* [GIVEN TASK] Output every entry exactly, from the first line to the last.

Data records
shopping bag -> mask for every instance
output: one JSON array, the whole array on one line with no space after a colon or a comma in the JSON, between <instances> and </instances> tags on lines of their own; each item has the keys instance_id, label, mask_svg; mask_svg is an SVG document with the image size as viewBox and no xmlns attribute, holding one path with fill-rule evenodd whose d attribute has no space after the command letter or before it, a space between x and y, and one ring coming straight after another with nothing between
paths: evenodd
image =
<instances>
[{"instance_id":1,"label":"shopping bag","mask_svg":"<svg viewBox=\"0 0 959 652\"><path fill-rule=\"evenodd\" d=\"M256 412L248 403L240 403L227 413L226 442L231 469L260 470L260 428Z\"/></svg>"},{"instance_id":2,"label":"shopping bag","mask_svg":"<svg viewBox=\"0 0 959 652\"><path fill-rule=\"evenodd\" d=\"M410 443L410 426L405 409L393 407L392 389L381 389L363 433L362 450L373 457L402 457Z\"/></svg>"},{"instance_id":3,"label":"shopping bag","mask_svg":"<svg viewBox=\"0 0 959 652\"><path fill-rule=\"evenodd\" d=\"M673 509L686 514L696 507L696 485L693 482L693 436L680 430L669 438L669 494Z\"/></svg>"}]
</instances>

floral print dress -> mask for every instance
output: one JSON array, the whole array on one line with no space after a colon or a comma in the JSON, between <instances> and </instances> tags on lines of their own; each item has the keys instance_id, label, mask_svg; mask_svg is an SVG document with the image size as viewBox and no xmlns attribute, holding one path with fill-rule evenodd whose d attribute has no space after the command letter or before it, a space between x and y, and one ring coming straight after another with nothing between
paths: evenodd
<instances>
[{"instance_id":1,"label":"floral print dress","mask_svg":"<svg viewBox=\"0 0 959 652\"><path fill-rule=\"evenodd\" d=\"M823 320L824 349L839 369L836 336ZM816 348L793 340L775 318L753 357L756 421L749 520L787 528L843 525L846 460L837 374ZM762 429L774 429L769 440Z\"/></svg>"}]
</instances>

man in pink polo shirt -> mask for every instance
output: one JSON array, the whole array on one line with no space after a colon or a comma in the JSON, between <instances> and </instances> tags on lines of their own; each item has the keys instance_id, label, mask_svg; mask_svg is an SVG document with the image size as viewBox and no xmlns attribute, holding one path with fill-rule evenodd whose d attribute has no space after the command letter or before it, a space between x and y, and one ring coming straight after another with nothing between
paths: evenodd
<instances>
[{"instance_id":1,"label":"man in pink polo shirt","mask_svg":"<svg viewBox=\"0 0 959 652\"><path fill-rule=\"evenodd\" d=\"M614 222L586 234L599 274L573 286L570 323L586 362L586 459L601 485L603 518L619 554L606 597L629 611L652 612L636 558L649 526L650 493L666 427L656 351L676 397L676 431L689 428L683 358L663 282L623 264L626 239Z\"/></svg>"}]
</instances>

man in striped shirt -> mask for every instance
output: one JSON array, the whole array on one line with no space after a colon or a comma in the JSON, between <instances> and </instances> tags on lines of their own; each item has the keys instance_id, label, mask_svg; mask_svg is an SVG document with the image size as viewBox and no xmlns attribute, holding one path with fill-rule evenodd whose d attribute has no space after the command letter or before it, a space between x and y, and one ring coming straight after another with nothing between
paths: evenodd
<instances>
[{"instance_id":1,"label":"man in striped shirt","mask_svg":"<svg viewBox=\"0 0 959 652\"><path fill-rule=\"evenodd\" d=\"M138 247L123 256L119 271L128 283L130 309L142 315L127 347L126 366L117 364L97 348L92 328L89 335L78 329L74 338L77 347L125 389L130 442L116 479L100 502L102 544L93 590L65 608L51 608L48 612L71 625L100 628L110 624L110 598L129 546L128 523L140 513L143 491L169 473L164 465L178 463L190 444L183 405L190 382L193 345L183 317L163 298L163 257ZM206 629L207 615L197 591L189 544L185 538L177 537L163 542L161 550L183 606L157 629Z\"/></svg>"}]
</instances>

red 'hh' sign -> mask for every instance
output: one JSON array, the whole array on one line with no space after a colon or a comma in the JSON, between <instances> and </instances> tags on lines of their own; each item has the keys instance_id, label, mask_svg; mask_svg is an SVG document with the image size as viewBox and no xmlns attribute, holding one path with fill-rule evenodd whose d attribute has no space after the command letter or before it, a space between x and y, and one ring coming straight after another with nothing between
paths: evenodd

* [WRITTEN ANSWER]
shopping bag -> mask for every instance
output: one JSON array, the whole array on one line with no space after a colon or a comma in the JSON, between <instances> and </instances> tags on lines of their own; each item has the keys instance_id, label, mask_svg; mask_svg is an SVG document with the image size as viewBox and no xmlns attribute, holding one path with fill-rule evenodd whose d attribute has no space after the command letter or before it, a space between x and y, and one ring coming straight after another with nothing between
paths: evenodd
image =
<instances>
[{"instance_id":1,"label":"shopping bag","mask_svg":"<svg viewBox=\"0 0 959 652\"><path fill-rule=\"evenodd\" d=\"M256 412L248 403L240 403L227 413L226 442L231 469L260 470L260 428Z\"/></svg>"},{"instance_id":2,"label":"shopping bag","mask_svg":"<svg viewBox=\"0 0 959 652\"><path fill-rule=\"evenodd\" d=\"M410 443L410 426L405 409L393 407L392 389L381 389L363 433L362 450L373 457L402 457Z\"/></svg>"},{"instance_id":3,"label":"shopping bag","mask_svg":"<svg viewBox=\"0 0 959 652\"><path fill-rule=\"evenodd\" d=\"M673 509L686 514L696 507L696 485L693 482L693 436L680 430L669 438L669 494Z\"/></svg>"}]
</instances>

floral print dress -> mask for every instance
output: one JSON array, the whole array on one line with no space after a colon or a comma in the JSON, between <instances> and </instances> tags on lines of their own; each item has the keys instance_id, label, mask_svg; mask_svg is an SVG document with the image size as viewBox and no xmlns attribute, holding one path with fill-rule evenodd whose d attribute has no space after the command letter or before it, a space between x and y, and one ring coming straight after another with nothing between
paths: evenodd
<instances>
[{"instance_id":1,"label":"floral print dress","mask_svg":"<svg viewBox=\"0 0 959 652\"><path fill-rule=\"evenodd\" d=\"M823 320L824 349L839 369L836 336ZM816 348L793 340L775 318L753 357L756 421L749 520L787 528L843 525L846 460L837 374ZM762 429L774 429L769 440Z\"/></svg>"}]
</instances>

man in pink polo shirt -> mask for every instance
output: one JSON array, the whole array on one line with no space after a colon or a comma in the JSON, between <instances> and </instances> tags on lines of their own; each item has the keys instance_id, label, mask_svg; mask_svg is an SVG document with the image size as viewBox and no xmlns attribute, holding one path with fill-rule evenodd whose d attribute has no space after the command letter or before it, a space between x and y, and one ring coming straight after another with nothing between
paths: evenodd
<instances>
[{"instance_id":1,"label":"man in pink polo shirt","mask_svg":"<svg viewBox=\"0 0 959 652\"><path fill-rule=\"evenodd\" d=\"M614 222L586 234L599 274L573 286L570 323L586 362L586 459L601 485L603 518L619 554L606 597L629 611L652 612L636 558L649 526L650 493L666 427L656 351L676 397L676 431L689 428L683 358L663 282L623 264L626 239Z\"/></svg>"}]
</instances>

man in striped shirt -> mask for every instance
output: one JSON array, the whole array on one line with no space after a colon or a comma in the JSON, between <instances> and </instances> tags on lines of their own; each item has the keys instance_id, label, mask_svg; mask_svg is an SVG document with the image size as viewBox and no xmlns attribute, holding one path with fill-rule evenodd whose d attribute has no space after the command letter or before it, a space between x and y, and one ring coming straight after another with nothing between
paths: evenodd
<instances>
[{"instance_id":1,"label":"man in striped shirt","mask_svg":"<svg viewBox=\"0 0 959 652\"><path fill-rule=\"evenodd\" d=\"M138 247L123 256L119 271L128 283L130 309L142 315L127 347L126 366L117 364L97 348L92 328L89 335L78 329L74 338L77 347L125 389L130 442L116 479L100 502L102 544L93 590L65 608L51 608L48 612L71 625L100 628L110 624L110 598L129 546L128 523L140 513L143 491L169 473L164 465L178 463L190 444L183 405L190 382L193 345L183 317L163 298L163 257ZM206 629L207 615L197 591L189 544L185 538L177 537L163 542L161 550L183 606L157 629Z\"/></svg>"}]
</instances>

red 'hh' sign -> mask for every instance
output: one JSON array, the whole array on one line with no space after a colon or a comma in the JSON, between <instances> and </instances> tags on lines of their own; each item has the keys instance_id, label, mask_svg; mask_svg is an SVG document with the image size as viewBox and no xmlns attribute, holding one path with fill-rule evenodd whose d attribute has no space after the command letter or before it, a space between x and y, and one ring coming straight after another with nothing between
paths: evenodd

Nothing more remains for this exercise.